— Start Source data —

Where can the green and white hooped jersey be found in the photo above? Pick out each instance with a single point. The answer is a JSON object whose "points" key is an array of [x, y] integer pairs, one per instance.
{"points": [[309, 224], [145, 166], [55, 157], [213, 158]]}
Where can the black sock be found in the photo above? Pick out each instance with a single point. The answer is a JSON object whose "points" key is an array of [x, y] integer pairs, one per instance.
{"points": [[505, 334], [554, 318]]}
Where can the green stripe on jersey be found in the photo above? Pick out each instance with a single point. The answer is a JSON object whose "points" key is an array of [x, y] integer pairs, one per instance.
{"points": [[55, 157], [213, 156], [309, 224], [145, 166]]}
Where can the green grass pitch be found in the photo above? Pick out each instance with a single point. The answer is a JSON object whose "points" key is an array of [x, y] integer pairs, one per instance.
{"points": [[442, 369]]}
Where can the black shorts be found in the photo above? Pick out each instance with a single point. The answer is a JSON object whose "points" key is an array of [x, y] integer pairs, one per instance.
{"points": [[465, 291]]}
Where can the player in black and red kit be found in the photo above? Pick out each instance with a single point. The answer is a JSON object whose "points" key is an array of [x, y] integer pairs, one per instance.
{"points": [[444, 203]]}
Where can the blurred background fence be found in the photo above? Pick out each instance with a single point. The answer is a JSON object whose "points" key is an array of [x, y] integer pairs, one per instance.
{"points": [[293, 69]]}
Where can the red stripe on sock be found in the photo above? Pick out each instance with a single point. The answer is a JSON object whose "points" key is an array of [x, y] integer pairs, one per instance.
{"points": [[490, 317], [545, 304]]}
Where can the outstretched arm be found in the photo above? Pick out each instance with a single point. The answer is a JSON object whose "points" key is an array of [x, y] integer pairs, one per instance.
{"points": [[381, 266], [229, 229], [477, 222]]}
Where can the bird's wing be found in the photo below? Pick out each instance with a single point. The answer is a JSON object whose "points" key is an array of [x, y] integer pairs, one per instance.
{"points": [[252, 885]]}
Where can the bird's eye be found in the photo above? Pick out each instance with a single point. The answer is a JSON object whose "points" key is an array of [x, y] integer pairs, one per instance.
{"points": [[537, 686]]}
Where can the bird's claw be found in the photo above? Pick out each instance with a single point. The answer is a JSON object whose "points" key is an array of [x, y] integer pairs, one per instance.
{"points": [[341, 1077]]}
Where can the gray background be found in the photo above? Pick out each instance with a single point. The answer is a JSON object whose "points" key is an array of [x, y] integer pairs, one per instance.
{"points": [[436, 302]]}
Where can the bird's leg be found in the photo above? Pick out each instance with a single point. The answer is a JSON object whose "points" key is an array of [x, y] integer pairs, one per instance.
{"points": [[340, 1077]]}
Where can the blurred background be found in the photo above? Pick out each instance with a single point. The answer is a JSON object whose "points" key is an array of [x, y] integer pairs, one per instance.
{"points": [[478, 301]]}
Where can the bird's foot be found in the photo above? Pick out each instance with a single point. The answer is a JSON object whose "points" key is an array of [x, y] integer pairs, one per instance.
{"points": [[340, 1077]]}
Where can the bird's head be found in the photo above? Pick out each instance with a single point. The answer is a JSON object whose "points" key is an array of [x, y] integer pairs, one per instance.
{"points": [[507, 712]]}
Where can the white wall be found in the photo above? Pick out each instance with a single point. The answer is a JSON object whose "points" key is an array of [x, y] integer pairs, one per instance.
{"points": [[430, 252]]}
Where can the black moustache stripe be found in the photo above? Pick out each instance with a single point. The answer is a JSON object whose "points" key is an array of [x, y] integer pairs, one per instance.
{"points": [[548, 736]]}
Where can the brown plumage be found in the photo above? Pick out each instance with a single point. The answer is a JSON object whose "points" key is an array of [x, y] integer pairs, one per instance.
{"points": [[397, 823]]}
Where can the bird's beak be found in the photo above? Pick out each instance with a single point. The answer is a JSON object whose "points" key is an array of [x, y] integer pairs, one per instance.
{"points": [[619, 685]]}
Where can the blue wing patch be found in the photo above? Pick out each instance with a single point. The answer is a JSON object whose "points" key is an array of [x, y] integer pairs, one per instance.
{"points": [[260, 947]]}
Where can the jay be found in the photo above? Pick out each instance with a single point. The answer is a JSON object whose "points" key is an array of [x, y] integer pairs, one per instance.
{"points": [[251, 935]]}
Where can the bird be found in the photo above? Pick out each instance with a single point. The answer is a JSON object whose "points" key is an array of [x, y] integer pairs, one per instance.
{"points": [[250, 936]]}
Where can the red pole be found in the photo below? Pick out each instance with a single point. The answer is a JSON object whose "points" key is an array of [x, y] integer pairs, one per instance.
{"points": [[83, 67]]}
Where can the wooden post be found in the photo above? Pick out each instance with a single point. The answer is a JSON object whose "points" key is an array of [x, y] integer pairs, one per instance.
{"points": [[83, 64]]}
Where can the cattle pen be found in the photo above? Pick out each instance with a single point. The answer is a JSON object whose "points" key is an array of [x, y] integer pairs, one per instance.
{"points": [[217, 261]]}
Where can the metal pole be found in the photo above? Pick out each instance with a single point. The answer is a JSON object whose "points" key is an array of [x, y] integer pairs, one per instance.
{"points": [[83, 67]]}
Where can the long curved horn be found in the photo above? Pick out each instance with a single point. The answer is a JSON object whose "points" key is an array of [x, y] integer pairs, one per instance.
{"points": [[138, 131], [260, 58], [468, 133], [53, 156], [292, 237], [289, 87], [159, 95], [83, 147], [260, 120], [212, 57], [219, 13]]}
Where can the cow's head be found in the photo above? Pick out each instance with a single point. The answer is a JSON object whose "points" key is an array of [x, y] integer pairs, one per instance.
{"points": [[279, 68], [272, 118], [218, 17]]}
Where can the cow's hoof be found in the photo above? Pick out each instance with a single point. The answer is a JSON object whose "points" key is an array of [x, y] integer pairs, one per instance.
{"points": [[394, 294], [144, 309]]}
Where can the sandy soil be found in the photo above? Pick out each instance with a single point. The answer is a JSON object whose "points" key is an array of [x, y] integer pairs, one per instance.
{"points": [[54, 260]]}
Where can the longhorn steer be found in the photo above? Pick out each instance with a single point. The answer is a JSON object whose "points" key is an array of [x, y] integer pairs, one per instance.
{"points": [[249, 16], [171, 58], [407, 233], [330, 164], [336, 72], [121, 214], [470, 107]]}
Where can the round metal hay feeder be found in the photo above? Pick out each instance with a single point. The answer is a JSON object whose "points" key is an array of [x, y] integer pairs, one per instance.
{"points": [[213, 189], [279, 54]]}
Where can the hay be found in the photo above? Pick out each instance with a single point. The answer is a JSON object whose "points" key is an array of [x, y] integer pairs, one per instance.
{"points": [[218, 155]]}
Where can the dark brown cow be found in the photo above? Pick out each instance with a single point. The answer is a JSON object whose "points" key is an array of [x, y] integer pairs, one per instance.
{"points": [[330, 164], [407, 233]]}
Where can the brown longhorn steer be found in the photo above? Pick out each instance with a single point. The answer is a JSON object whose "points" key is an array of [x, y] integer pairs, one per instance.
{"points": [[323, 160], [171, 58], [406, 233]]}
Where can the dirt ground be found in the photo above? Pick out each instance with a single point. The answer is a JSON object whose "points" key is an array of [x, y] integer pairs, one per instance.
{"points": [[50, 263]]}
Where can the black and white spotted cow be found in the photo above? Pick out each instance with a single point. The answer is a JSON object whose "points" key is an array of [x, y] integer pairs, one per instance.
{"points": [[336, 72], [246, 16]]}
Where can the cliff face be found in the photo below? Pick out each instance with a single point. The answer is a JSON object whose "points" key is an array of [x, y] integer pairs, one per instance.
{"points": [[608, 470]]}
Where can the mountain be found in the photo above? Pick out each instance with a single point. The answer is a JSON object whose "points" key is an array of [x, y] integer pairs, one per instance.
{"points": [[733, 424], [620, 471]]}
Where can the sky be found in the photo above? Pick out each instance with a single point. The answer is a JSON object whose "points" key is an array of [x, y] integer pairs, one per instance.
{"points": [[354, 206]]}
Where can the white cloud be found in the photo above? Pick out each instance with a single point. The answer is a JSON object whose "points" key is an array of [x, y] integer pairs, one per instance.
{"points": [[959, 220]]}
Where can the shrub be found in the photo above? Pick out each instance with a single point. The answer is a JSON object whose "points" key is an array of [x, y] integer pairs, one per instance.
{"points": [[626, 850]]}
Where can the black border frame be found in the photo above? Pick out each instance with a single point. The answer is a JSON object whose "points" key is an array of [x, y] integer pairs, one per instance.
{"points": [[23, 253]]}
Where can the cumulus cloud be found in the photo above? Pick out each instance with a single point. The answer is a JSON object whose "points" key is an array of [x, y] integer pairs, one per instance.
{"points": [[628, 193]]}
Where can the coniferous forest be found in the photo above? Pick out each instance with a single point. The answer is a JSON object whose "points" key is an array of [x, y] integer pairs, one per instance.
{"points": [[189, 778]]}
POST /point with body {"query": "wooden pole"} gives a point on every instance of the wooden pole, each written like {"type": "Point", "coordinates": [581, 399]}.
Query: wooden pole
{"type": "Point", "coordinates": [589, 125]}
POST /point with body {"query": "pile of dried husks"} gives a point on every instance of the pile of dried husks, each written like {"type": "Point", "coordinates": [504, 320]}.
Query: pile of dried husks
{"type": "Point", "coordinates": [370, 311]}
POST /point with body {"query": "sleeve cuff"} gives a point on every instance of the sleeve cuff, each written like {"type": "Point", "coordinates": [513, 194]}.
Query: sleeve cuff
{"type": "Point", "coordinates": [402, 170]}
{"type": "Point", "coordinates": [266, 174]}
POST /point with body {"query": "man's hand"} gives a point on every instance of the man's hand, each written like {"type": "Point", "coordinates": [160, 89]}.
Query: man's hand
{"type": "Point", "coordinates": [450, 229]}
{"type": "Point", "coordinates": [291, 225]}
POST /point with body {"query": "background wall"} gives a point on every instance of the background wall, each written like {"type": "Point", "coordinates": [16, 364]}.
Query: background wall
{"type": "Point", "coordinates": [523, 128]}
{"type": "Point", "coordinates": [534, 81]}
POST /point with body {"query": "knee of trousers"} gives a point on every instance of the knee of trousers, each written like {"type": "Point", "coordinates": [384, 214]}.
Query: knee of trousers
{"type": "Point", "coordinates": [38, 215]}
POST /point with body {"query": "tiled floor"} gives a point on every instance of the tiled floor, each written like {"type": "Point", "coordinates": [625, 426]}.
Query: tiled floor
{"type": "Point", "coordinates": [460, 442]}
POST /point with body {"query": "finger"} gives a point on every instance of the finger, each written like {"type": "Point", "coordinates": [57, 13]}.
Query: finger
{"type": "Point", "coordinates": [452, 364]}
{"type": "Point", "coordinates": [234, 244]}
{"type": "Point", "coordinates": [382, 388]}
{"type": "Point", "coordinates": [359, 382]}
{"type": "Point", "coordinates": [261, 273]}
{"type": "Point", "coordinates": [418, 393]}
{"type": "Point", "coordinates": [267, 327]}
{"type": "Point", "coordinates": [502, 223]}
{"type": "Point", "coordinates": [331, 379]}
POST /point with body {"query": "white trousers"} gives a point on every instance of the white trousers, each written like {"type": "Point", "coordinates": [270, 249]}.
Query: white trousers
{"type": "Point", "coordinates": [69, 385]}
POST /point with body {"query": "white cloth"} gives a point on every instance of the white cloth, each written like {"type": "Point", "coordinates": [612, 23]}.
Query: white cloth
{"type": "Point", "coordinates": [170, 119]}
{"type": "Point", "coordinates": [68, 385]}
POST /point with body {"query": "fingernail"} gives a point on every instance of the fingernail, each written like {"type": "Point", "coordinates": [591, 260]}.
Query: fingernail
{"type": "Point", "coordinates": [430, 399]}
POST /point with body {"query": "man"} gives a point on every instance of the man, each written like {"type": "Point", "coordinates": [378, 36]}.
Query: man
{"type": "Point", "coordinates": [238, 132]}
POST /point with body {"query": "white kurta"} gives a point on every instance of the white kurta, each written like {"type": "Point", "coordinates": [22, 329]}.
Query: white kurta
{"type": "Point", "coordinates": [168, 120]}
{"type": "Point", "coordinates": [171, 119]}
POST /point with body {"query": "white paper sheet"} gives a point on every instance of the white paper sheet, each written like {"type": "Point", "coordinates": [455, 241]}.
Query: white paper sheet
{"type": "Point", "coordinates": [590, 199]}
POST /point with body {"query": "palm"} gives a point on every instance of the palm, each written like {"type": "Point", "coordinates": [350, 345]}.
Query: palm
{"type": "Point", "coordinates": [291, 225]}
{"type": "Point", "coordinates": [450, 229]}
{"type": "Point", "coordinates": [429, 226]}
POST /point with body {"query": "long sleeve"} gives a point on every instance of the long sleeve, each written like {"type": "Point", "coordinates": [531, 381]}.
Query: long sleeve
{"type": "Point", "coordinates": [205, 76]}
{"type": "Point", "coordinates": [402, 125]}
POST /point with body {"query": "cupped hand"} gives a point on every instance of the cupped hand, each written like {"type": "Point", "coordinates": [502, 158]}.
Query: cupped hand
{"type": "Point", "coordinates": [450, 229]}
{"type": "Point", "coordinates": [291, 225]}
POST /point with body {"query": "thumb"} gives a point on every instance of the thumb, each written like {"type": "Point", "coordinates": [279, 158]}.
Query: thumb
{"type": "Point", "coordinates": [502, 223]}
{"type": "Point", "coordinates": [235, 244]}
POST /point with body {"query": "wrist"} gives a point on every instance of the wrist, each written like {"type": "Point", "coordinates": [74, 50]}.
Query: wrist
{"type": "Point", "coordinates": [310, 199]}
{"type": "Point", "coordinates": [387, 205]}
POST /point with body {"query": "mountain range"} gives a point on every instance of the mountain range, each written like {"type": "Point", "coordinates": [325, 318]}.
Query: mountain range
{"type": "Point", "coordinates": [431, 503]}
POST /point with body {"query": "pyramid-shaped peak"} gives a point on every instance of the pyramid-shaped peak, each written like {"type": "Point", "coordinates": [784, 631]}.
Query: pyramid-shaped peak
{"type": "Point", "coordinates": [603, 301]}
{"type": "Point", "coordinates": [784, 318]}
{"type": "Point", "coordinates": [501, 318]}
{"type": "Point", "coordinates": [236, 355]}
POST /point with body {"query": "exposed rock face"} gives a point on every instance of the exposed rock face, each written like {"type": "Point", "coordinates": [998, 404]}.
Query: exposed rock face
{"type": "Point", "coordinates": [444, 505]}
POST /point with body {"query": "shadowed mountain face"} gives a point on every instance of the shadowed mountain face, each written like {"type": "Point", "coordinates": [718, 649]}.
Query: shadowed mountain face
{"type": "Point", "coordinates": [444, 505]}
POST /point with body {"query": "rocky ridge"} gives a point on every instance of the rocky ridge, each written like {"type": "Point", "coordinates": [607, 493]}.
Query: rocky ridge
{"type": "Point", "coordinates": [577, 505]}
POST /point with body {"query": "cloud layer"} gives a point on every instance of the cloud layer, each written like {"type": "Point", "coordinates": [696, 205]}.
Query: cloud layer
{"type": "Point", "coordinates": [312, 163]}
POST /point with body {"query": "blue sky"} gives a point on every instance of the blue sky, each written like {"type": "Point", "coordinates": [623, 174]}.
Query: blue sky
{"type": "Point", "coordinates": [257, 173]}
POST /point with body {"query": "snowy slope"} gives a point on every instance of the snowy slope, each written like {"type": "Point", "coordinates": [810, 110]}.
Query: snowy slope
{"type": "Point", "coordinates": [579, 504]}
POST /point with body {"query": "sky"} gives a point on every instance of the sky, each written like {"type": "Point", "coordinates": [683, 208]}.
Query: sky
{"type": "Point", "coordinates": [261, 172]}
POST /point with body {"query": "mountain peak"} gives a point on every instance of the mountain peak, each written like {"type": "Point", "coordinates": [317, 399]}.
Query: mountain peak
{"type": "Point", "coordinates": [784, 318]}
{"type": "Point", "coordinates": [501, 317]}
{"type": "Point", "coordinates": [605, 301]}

— End Source data —

[The exercise]
Send back exactly the lines from the line with "of the snowy" through the end of the records.

[Task answer]
POST /point with body {"query": "snowy slope"} gives a point on every instance of the snowy slope, each written like {"type": "Point", "coordinates": [810, 110]}.
Query: snowy slope
{"type": "Point", "coordinates": [579, 504]}
POST /point with body {"query": "sky"} gives a point on every instance of the sky, each written like {"type": "Point", "coordinates": [683, 208]}.
Query: sky
{"type": "Point", "coordinates": [261, 172]}
POST /point with body {"query": "mountain peak"} gives a point on every instance of the mountain peak, each written like {"type": "Point", "coordinates": [317, 399]}.
Query: mountain peak
{"type": "Point", "coordinates": [784, 318]}
{"type": "Point", "coordinates": [501, 317]}
{"type": "Point", "coordinates": [605, 301]}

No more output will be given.